■ Instruction
Repeat exactly the lines that run from the one containing "the woman's hand" to the end of the data, and leave out all others.

┌──

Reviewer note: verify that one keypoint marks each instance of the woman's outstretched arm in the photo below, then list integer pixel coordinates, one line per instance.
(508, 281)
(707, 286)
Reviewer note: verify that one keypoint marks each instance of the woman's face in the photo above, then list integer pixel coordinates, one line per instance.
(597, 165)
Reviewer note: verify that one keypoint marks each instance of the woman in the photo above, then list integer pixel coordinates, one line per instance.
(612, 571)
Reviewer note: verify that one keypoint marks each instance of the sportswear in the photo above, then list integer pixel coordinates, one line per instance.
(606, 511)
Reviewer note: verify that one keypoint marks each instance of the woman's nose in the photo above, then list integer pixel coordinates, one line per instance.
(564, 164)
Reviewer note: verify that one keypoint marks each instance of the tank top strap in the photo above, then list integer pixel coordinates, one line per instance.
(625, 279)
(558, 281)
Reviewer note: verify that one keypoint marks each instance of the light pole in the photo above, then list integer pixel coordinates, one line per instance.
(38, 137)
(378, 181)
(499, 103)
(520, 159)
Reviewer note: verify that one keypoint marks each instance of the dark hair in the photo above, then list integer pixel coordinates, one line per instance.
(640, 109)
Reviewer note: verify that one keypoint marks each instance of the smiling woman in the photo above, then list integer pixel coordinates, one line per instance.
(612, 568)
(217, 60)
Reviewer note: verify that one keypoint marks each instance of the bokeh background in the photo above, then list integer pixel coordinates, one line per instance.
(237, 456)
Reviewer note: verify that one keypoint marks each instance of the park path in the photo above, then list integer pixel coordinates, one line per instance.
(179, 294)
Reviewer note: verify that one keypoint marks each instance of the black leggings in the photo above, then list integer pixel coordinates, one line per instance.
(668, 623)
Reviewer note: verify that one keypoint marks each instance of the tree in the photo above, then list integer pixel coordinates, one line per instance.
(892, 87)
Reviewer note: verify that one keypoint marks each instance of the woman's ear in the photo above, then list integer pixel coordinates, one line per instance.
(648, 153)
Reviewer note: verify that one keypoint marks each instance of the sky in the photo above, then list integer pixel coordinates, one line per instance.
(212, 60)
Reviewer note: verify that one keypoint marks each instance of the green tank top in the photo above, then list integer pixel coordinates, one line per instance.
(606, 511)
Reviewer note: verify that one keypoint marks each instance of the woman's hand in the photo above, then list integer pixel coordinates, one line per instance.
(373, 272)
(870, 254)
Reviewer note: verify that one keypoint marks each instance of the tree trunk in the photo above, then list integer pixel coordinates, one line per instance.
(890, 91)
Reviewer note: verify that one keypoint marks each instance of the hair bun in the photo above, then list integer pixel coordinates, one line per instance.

└──

■ Full answer
Reviewer note: verify that one keypoint marks each instance of the woman's hand in the photo above, then list integer pixel coordinates, one line per instance.
(373, 272)
(870, 254)
Reviewer note: verify that one keypoint marks each instance of the tree trunk in the photo above, then list integer pixel coordinates, one line per instance.
(890, 91)
Reviewer note: verify that one keypoint marks each instance of the hair bun in the photo above, then list integer pixel coordinates, one line per instance.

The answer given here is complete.